__QUOTED PASSAGE__:
+++++

ARTISTS RENDER RIZAL'S RELEVANCE TODAY. (From left) Works of Lerma, Aligaen and National Artist for the Visual Arts, BenCab. Photos by JOHN DANIEL J. HIRRO

FOR THE contemporary art scene, paying tribute to the National Hero is all about incorporating traditions with the changing time, as Looking for Juan and the Cultural Center of the Philippines (CCP) both held multimedia exhibitions in honor of Jose Rizal from June 3 to 10 and from June 14 to 17, respectively.

Screenings of Rizal’s Noli Me Tangere, storytelling sessions, and lecture-discussions were held at CCP. Several exhibits by different artists were held to commemorate Rizal’s idealism and ardor.

“It’s about presenting cultural events in a less than traditional way,” explains Karen Flores, officer-in-charge of the Visual Arts and Museo Division (VAMD) of the CCP.

+++++

__INFORMATION PROVIDED__:
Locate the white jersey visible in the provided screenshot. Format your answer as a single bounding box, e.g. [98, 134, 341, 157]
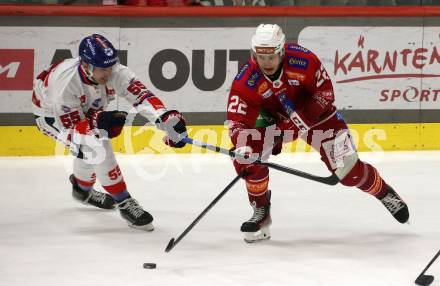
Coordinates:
[32, 57, 167, 129]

+++++

__WHAT IS REQUIRED__: Copy out the passage of the Rizal exhibition article that begins at the words "FOR THE contemporary" and stops after the words "to 17, respectively.", keeping every word the same. The data is separate material from the Rizal exhibition article.

__RESULT__:
FOR THE contemporary art scene, paying tribute to the National Hero is all about incorporating traditions with the changing time, as Looking for Juan and the Cultural Center of the Philippines (CCP) both held multimedia exhibitions in honor of Jose Rizal from June 3 to 10 and from June 14 to 17, respectively.